**本文抜粋:**
震災により亡くなられた多くの方のご冥福を祈念いたします。

また、震災と原発の事故により家族を失い、家を失い、職を失い、辛い思いをされながらも懸命に頑張っておられる皆さんを応援しております。

当時、私は都内の鍼灸接骨院に勤めていました。まだ資格をとって2年目の若輩者。

印象深い症例がありました。

震災の数週間後に、とある女性患者さんが鍼灸治療を希望して来院されました。

新宿の高層ビルの中で仕事をされている方で、

地震の時も地上50階くらいの所にいて、

長時間揺れが収まらず、大変怖い思いをされたそうです。

その後、交通網が麻痺していたため、

自宅まで2時間ほどかけて歩いて帰宅。

その後から喉の異物感を発症されていました。

当時の私は北辰会に入って2年ちょっと。

**問題 1:**
震災と鍼灸治療の文章で「当時、私は都内の」で始まる段落を、主な事実を残して一文に縮めなさい。
**問題 2:**
震災と鍼灸治療の文章によると、女性患者さんは地震のとき地上何階くらいの所にいましたか。
**問題 3:**
震災と鍼灸治療の文章を、最後の文「当時の私は北辰会に入って2年ちょっと。」の次から書き継ぎなさい。

**データ:**

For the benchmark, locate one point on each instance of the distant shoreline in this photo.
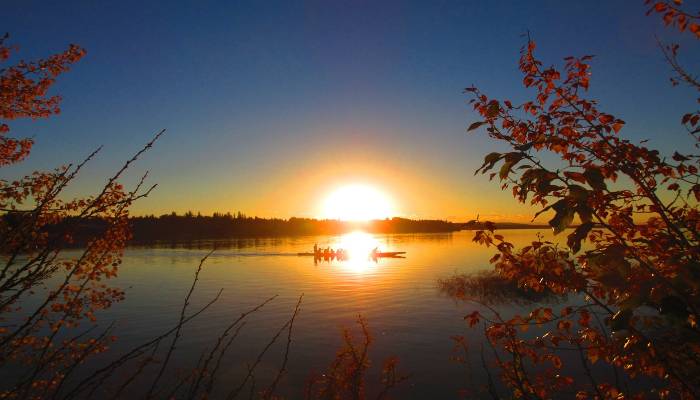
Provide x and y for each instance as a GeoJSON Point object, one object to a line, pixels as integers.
{"type": "Point", "coordinates": [193, 227]}
{"type": "Point", "coordinates": [189, 227]}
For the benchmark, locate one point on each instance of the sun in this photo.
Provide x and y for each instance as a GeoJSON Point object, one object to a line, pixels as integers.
{"type": "Point", "coordinates": [357, 202]}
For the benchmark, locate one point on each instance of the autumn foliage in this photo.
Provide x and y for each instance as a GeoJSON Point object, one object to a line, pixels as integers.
{"type": "Point", "coordinates": [43, 340]}
{"type": "Point", "coordinates": [633, 233]}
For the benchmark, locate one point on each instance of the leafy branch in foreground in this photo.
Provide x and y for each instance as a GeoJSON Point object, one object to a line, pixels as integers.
{"type": "Point", "coordinates": [639, 277]}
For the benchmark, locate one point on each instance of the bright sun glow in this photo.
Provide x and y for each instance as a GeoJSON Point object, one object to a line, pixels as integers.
{"type": "Point", "coordinates": [357, 203]}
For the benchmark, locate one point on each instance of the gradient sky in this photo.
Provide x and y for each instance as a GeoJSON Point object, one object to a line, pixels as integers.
{"type": "Point", "coordinates": [269, 105]}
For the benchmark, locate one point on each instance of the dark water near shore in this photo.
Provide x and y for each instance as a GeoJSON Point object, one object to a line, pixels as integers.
{"type": "Point", "coordinates": [407, 314]}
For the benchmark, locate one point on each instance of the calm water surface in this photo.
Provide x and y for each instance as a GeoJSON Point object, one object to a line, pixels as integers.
{"type": "Point", "coordinates": [407, 314]}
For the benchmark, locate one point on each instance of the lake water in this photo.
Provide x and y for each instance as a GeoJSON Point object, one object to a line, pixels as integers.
{"type": "Point", "coordinates": [399, 297]}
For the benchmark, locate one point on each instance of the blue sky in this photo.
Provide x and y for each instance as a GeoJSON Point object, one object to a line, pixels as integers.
{"type": "Point", "coordinates": [270, 104]}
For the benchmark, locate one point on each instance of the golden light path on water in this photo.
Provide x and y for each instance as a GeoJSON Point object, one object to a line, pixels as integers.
{"type": "Point", "coordinates": [358, 246]}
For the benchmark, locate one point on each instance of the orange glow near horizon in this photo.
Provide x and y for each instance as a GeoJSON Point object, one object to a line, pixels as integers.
{"type": "Point", "coordinates": [357, 202]}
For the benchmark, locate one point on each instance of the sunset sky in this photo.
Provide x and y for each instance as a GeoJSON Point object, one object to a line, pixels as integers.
{"type": "Point", "coordinates": [270, 106]}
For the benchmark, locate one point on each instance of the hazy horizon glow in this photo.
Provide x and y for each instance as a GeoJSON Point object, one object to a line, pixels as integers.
{"type": "Point", "coordinates": [357, 202]}
{"type": "Point", "coordinates": [269, 105]}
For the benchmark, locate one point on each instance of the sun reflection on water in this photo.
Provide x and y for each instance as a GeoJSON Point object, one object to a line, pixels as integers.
{"type": "Point", "coordinates": [358, 245]}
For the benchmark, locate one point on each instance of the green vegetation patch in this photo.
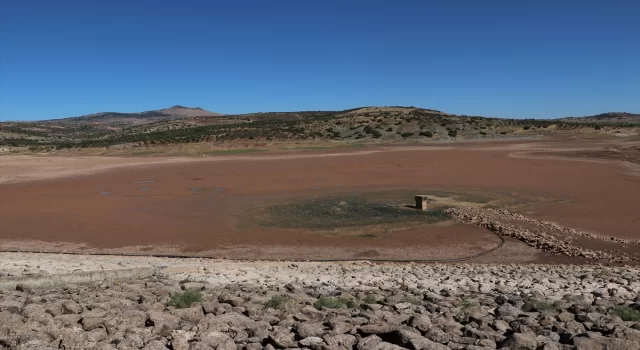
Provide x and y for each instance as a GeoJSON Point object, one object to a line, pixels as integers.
{"type": "Point", "coordinates": [626, 313]}
{"type": "Point", "coordinates": [334, 303]}
{"type": "Point", "coordinates": [348, 211]}
{"type": "Point", "coordinates": [185, 299]}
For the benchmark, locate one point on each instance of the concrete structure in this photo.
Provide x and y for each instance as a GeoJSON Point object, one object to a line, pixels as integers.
{"type": "Point", "coordinates": [421, 202]}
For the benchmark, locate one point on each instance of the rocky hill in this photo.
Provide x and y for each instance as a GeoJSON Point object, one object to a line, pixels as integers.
{"type": "Point", "coordinates": [92, 124]}
{"type": "Point", "coordinates": [184, 304]}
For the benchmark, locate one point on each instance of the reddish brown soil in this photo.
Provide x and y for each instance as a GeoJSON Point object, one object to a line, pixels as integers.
{"type": "Point", "coordinates": [599, 197]}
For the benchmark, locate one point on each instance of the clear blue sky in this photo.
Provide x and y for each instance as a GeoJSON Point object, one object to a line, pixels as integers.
{"type": "Point", "coordinates": [494, 58]}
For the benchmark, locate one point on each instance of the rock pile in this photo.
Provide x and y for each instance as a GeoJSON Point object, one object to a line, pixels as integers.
{"type": "Point", "coordinates": [335, 306]}
{"type": "Point", "coordinates": [543, 235]}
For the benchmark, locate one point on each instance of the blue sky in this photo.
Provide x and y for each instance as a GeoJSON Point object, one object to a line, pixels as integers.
{"type": "Point", "coordinates": [494, 58]}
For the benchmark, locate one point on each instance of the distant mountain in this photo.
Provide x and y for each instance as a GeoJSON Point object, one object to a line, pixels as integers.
{"type": "Point", "coordinates": [611, 117]}
{"type": "Point", "coordinates": [160, 114]}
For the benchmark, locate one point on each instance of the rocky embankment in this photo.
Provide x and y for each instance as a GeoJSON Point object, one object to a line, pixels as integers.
{"type": "Point", "coordinates": [544, 235]}
{"type": "Point", "coordinates": [205, 304]}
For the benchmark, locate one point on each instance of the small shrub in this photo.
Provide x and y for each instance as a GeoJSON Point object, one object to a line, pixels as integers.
{"type": "Point", "coordinates": [334, 303]}
{"type": "Point", "coordinates": [370, 299]}
{"type": "Point", "coordinates": [466, 303]}
{"type": "Point", "coordinates": [411, 300]}
{"type": "Point", "coordinates": [626, 313]}
{"type": "Point", "coordinates": [185, 299]}
{"type": "Point", "coordinates": [367, 235]}
{"type": "Point", "coordinates": [277, 301]}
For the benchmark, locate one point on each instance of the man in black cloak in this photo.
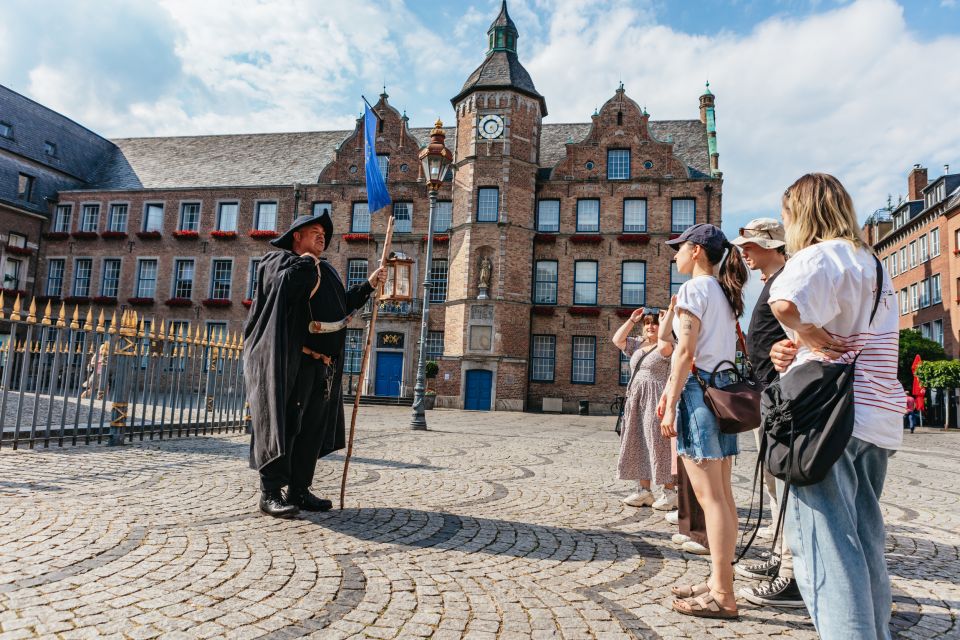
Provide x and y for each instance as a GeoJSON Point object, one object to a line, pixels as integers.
{"type": "Point", "coordinates": [293, 364]}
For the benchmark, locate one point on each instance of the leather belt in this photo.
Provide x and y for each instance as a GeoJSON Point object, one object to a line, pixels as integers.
{"type": "Point", "coordinates": [316, 355]}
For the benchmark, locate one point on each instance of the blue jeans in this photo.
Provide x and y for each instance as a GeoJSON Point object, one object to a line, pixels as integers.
{"type": "Point", "coordinates": [698, 432]}
{"type": "Point", "coordinates": [835, 530]}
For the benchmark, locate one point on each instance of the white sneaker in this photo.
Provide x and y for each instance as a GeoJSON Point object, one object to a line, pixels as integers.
{"type": "Point", "coordinates": [667, 500]}
{"type": "Point", "coordinates": [692, 547]}
{"type": "Point", "coordinates": [680, 539]}
{"type": "Point", "coordinates": [640, 499]}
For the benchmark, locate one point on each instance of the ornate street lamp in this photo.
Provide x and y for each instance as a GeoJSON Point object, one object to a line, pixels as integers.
{"type": "Point", "coordinates": [435, 158]}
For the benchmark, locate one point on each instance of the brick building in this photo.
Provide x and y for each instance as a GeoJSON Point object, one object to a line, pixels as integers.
{"type": "Point", "coordinates": [919, 244]}
{"type": "Point", "coordinates": [568, 218]}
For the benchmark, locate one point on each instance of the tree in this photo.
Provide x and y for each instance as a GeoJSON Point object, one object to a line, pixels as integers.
{"type": "Point", "coordinates": [913, 344]}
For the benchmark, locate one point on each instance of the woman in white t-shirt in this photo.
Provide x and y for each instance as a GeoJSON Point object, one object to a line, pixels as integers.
{"type": "Point", "coordinates": [705, 324]}
{"type": "Point", "coordinates": [824, 298]}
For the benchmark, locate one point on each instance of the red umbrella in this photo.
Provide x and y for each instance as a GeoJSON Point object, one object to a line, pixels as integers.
{"type": "Point", "coordinates": [918, 392]}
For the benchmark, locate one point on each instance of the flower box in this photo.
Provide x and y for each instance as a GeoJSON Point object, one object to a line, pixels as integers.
{"type": "Point", "coordinates": [584, 311]}
{"type": "Point", "coordinates": [586, 239]}
{"type": "Point", "coordinates": [633, 238]}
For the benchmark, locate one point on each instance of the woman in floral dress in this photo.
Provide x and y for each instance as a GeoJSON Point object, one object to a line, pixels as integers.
{"type": "Point", "coordinates": [644, 453]}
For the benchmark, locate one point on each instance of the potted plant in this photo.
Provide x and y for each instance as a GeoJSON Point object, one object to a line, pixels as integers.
{"type": "Point", "coordinates": [430, 396]}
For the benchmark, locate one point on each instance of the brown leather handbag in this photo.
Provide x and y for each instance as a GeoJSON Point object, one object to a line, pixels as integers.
{"type": "Point", "coordinates": [736, 406]}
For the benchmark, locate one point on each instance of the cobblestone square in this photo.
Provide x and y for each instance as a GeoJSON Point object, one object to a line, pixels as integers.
{"type": "Point", "coordinates": [490, 525]}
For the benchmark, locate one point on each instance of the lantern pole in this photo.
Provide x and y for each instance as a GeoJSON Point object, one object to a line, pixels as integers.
{"type": "Point", "coordinates": [418, 421]}
{"type": "Point", "coordinates": [374, 307]}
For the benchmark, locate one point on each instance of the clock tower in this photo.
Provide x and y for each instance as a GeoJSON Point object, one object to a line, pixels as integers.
{"type": "Point", "coordinates": [487, 318]}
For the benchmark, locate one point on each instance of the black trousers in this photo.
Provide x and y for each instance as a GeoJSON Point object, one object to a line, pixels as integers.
{"type": "Point", "coordinates": [307, 424]}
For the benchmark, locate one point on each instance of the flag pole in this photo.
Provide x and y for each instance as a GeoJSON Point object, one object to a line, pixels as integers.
{"type": "Point", "coordinates": [365, 359]}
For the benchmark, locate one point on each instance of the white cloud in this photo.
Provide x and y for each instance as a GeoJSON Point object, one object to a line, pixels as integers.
{"type": "Point", "coordinates": [845, 91]}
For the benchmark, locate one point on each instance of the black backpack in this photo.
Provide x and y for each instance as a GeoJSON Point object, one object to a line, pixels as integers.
{"type": "Point", "coordinates": [808, 416]}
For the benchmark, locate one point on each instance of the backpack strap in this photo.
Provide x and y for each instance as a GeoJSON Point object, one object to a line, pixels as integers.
{"type": "Point", "coordinates": [876, 302]}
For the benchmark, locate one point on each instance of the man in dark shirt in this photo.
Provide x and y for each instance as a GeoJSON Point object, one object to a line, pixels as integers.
{"type": "Point", "coordinates": [293, 364]}
{"type": "Point", "coordinates": [762, 243]}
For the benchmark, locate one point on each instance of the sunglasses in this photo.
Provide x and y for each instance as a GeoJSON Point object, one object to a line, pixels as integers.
{"type": "Point", "coordinates": [754, 232]}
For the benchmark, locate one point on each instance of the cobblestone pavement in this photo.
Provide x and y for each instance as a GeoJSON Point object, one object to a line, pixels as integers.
{"type": "Point", "coordinates": [491, 525]}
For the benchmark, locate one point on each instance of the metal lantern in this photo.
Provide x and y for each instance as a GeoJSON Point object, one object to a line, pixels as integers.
{"type": "Point", "coordinates": [399, 278]}
{"type": "Point", "coordinates": [435, 158]}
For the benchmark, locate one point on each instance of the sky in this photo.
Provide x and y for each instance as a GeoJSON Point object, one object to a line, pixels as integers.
{"type": "Point", "coordinates": [863, 89]}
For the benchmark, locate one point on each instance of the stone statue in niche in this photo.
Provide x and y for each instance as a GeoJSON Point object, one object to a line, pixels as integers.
{"type": "Point", "coordinates": [486, 269]}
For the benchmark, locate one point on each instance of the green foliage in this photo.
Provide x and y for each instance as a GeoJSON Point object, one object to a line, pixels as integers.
{"type": "Point", "coordinates": [944, 374]}
{"type": "Point", "coordinates": [913, 344]}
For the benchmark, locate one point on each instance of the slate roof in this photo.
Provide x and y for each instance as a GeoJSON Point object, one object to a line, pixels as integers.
{"type": "Point", "coordinates": [499, 70]}
{"type": "Point", "coordinates": [287, 158]}
{"type": "Point", "coordinates": [78, 157]}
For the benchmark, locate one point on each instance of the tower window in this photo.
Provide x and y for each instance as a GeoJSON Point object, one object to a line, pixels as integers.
{"type": "Point", "coordinates": [618, 164]}
{"type": "Point", "coordinates": [488, 204]}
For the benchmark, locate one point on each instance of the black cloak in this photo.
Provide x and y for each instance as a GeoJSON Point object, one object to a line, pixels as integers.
{"type": "Point", "coordinates": [273, 336]}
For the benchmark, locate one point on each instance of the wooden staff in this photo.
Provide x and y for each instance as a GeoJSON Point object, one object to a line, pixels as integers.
{"type": "Point", "coordinates": [363, 362]}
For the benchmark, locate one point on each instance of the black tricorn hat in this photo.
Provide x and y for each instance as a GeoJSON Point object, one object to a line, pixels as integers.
{"type": "Point", "coordinates": [286, 240]}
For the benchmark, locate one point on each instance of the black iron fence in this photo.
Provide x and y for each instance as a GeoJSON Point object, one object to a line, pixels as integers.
{"type": "Point", "coordinates": [68, 379]}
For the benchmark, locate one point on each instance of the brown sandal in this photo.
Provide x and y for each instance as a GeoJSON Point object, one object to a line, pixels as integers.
{"type": "Point", "coordinates": [690, 591]}
{"type": "Point", "coordinates": [704, 606]}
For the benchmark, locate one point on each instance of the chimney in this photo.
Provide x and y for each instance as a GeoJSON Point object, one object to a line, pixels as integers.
{"type": "Point", "coordinates": [916, 182]}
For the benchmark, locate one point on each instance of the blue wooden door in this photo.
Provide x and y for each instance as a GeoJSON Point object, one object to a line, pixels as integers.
{"type": "Point", "coordinates": [389, 373]}
{"type": "Point", "coordinates": [478, 387]}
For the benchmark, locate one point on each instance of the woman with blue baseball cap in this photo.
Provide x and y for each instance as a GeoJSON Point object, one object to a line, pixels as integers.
{"type": "Point", "coordinates": [707, 308]}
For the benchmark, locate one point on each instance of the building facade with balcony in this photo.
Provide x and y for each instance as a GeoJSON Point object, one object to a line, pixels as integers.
{"type": "Point", "coordinates": [918, 243]}
{"type": "Point", "coordinates": [546, 235]}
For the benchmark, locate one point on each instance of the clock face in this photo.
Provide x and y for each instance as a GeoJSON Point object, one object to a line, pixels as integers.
{"type": "Point", "coordinates": [491, 127]}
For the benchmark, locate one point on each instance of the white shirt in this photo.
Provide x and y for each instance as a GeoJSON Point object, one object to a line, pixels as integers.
{"type": "Point", "coordinates": [833, 286]}
{"type": "Point", "coordinates": [717, 342]}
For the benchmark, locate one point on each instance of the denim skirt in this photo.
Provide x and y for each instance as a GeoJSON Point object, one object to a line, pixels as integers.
{"type": "Point", "coordinates": [698, 432]}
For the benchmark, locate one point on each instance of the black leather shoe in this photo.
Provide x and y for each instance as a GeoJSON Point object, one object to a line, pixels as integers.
{"type": "Point", "coordinates": [273, 504]}
{"type": "Point", "coordinates": [307, 501]}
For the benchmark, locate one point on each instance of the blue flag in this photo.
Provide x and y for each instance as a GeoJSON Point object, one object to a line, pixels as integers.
{"type": "Point", "coordinates": [377, 196]}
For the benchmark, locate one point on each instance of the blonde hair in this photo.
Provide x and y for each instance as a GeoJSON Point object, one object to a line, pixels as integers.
{"type": "Point", "coordinates": [820, 209]}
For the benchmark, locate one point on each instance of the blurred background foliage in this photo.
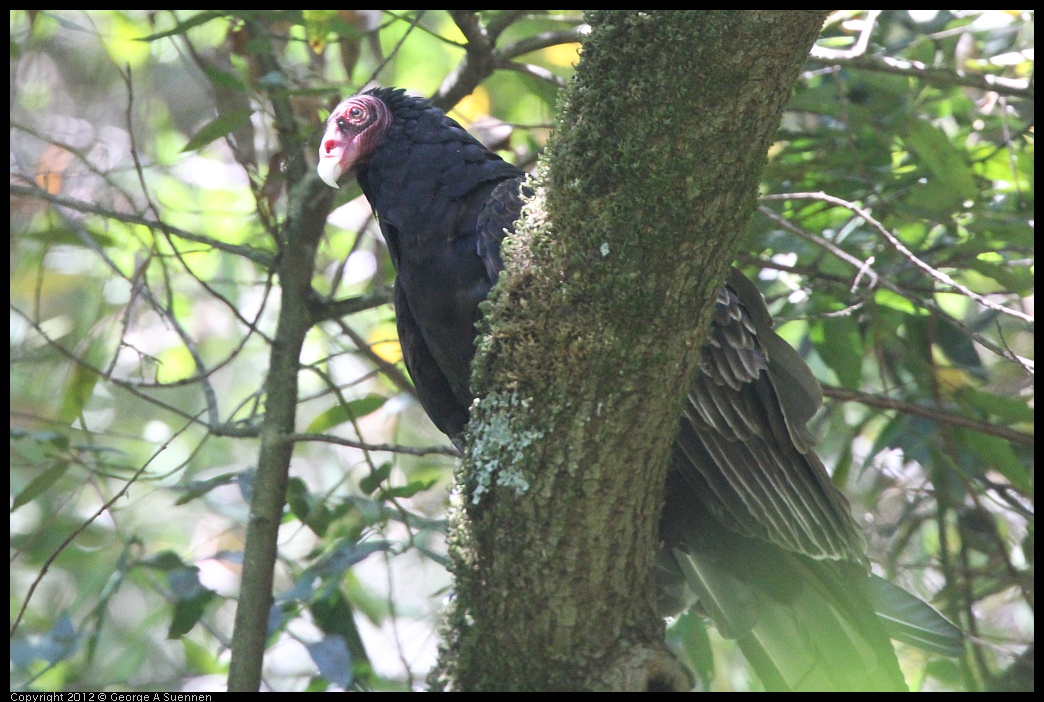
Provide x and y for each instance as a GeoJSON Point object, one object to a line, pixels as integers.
{"type": "Point", "coordinates": [146, 189]}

**最終解答 1:**
当時は都内の鍼灸接骨院に勤める、資格取得2年目の若輩者だった。

**最終解答 2:**
地上50階くらいの所です。

**最終解答 3:**
毎月、関東支部の定例会に通って勉強していましたが、

まだまだ北辰会方式の「ほ」の字も理解していない時です。

でも、持てる限りの知識を総動員して、

身体のどこが悪いのか考えました。

そして、持てる限りの経験を駆使して

患者さんの身体に触れて、ツボの反応を探りました。

今ではほとんど一本の鍼で治療していますが、

当時はそんなカッコいい治し方は出来ません。

迷いながら選穴候補を絞りました。

完璧とはとても言えない治療でしたが、

二度目に来院した時は、喉の異物感が半減していました。

その患者さんは、私が勤めていた接骨院に来るまでに、

別の治療院でも治療を受けたそうですが、全く変化なかったそうです。

その後、二回ほど同じ治療をして、主訴は完全に良くなりました。

駆け出しの頃で未熟な治療でしたが、

震災関連による身体の変調を治すことができただけでなく、鍼の凄さを実感することができた、思い出深い症例です。